* [Directions] Of the entries below, return exactly those lines that fall between the one containing "Mark every instance of the sky" and the one containing "Mark every instance of the mountain ridge", the two end lines included.

Records from a data collection:
======

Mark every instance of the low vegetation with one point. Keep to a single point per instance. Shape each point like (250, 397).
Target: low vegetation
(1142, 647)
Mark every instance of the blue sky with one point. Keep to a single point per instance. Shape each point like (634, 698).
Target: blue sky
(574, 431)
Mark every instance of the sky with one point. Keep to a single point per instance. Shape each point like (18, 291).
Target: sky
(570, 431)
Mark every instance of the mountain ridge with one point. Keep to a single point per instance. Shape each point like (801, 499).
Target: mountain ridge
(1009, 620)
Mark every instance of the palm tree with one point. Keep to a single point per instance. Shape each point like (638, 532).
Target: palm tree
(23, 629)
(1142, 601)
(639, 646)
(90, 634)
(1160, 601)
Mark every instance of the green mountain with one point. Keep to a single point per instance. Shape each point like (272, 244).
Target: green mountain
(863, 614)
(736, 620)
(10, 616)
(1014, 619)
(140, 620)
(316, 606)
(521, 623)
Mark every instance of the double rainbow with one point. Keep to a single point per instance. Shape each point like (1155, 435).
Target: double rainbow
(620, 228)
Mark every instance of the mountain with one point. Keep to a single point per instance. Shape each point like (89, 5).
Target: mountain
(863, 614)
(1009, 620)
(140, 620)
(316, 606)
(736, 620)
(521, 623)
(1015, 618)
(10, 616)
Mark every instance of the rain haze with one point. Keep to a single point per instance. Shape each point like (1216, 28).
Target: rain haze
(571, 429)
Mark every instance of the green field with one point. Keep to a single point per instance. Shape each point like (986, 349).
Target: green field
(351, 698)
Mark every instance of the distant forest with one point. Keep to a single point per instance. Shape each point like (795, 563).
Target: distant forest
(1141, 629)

======

* [Response to this task]
Mark every instance of the sky with one point. Keep to a single point per instance. Shape each point like (18, 291).
Target: sky
(570, 431)
Mark every instance of the mountain ridge with one point. Keep to a single point per instance. Shape each point like (801, 499).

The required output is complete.